** start AVAILABLE RECORDS **

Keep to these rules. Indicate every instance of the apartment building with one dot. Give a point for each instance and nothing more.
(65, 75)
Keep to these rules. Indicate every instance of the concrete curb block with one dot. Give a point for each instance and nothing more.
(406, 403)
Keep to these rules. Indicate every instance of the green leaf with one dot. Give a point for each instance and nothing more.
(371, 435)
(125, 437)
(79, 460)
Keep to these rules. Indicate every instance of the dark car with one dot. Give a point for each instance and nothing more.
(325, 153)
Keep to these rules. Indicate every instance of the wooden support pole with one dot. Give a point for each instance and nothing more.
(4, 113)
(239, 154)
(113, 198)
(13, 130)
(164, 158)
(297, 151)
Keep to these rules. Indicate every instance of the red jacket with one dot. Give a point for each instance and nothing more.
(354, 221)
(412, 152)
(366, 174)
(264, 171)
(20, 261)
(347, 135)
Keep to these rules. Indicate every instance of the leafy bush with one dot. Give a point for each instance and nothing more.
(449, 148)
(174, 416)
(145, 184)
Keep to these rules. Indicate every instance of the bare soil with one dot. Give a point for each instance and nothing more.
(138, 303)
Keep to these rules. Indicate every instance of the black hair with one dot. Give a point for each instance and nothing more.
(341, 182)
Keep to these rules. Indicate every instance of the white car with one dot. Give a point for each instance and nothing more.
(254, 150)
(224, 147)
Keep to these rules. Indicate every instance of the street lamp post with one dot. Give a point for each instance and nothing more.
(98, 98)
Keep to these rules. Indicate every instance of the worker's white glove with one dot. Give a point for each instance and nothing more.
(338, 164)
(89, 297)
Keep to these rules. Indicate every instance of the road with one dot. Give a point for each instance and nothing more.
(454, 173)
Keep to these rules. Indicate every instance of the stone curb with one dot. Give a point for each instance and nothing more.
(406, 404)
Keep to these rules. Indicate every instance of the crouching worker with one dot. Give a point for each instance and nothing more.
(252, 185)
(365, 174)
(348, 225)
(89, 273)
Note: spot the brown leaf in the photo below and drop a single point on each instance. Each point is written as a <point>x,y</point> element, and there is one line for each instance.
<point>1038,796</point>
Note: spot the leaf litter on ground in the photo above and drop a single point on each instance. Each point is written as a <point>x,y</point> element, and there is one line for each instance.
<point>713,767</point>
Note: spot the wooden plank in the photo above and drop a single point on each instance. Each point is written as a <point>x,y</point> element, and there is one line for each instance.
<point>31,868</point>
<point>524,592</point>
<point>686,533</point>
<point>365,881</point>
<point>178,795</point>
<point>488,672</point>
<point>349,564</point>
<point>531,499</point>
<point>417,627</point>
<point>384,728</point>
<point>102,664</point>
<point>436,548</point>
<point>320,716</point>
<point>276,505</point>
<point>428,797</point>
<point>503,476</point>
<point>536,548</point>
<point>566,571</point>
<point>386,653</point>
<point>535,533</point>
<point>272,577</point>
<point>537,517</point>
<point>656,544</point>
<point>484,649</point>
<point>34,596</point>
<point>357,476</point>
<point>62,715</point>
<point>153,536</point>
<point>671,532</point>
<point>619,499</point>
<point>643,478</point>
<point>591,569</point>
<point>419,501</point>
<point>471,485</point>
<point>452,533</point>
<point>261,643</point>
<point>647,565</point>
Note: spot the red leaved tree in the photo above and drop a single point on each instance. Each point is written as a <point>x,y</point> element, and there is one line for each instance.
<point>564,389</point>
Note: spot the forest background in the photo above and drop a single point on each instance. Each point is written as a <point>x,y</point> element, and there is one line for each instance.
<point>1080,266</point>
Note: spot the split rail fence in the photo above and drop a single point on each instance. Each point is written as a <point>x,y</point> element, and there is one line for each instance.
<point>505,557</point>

** end AVAILABLE RECORDS **

**YOUR TASK**
Copy all of the items above verbatim, keeping every line in its original order.

**OUTPUT BELOW**
Keep to these rules. Indicate every instance of the apartment building with one dot. Give a point for each instance and nothing more.
(65, 75)
Keep to these rules. Indicate every instance of the concrete curb block with one dot. Give a point for each instance and nothing more.
(406, 403)
Keep to these rules. Indicate every instance of the green leaf with one dot. Give a point for each instance and nothing more.
(371, 435)
(125, 437)
(79, 460)
Keep to these rules. Indicate every instance of the dark car with one dot. Give a point for each instance and nothing more.
(325, 153)
Keep to these rules. Indicate every instance of the wooden support pole with one dot. Give a point for each instance and nothing more.
(4, 113)
(239, 154)
(113, 198)
(13, 130)
(164, 158)
(297, 151)
Keep to these rules. Indicate every instance of the red jacket with one dot. Give a point for each instance and nothing more.
(354, 221)
(412, 152)
(366, 174)
(264, 171)
(20, 261)
(347, 135)
Keep to these rules. Indicate every instance of the leafy bush with one dot. Give a point for each instance and nothing more.
(449, 148)
(174, 416)
(145, 184)
Keep to these rules. Indicate every instance of the bare soil with one dot. Give a point for each instance and nothing more.
(138, 303)
Keep to these rules. Indicate every instance of the black hair with one dot. Give a point for each instance and nothing more.
(341, 182)
Keep to these rules. Indicate every instance of the white car with one dot. Give a point for each instance and nothing more.
(254, 150)
(224, 147)
Keep to these rules. Indicate every instance of the street lamp post with one dot. Give a point for each instance and nothing more.
(98, 98)
Keep to these rules. Indicate every instance of the worker's white glove with one dot. Give a point for each instance and nothing more.
(338, 164)
(89, 297)
Keep to these rules. Indicate every instance of the road with one dot. Give a point for each instance and nothing more.
(454, 173)
Keep to these rules. Indicate every instance of the stone curb with one dot. Give a point for each instance and nothing more.
(406, 404)
Keep to these rules. Indicate every instance of the crouching worker with one dot. Give a point for each instance and nothing more.
(252, 185)
(365, 174)
(348, 225)
(89, 273)
Note: spot the brown leaf in the photo below and drop a single point on each instance. Each point is written as a <point>x,y</point> element, and there is one line for each instance.
<point>1038,796</point>
Note: spot the leaf litter on ground in the photo above and drop a single point on each instance. Each point is written as a <point>x,y</point> element, and there is one line for each instance.
<point>713,767</point>
Note: spot the wooden plank in the photo above and drop a single point on each instance. Each point is written as a <point>x,y</point> element, and there is one line for each instance.
<point>31,868</point>
<point>524,592</point>
<point>686,533</point>
<point>365,881</point>
<point>178,795</point>
<point>488,672</point>
<point>349,564</point>
<point>531,499</point>
<point>417,627</point>
<point>384,728</point>
<point>102,664</point>
<point>436,548</point>
<point>320,716</point>
<point>276,505</point>
<point>428,797</point>
<point>503,476</point>
<point>536,548</point>
<point>566,571</point>
<point>386,653</point>
<point>535,533</point>
<point>272,577</point>
<point>537,517</point>
<point>656,544</point>
<point>484,649</point>
<point>34,596</point>
<point>357,476</point>
<point>62,715</point>
<point>153,536</point>
<point>671,532</point>
<point>619,499</point>
<point>643,478</point>
<point>591,569</point>
<point>419,501</point>
<point>471,485</point>
<point>452,533</point>
<point>261,643</point>
<point>647,565</point>
Note: spot the red leaved tree in the photo above and drop a single point on each instance. Each point is written as a <point>x,y</point> element, and there is one line for each instance.
<point>564,389</point>
Note: spot the forest background in the photo above and drop a single point on each instance. Each point is written as a <point>x,y</point> element, and there is one line for each instance.
<point>1080,266</point>
Note: spot the split rail fence in the photo above and drop a single point on each instance. Each point is written as a <point>x,y</point> element, and there is one line for each instance.
<point>505,557</point>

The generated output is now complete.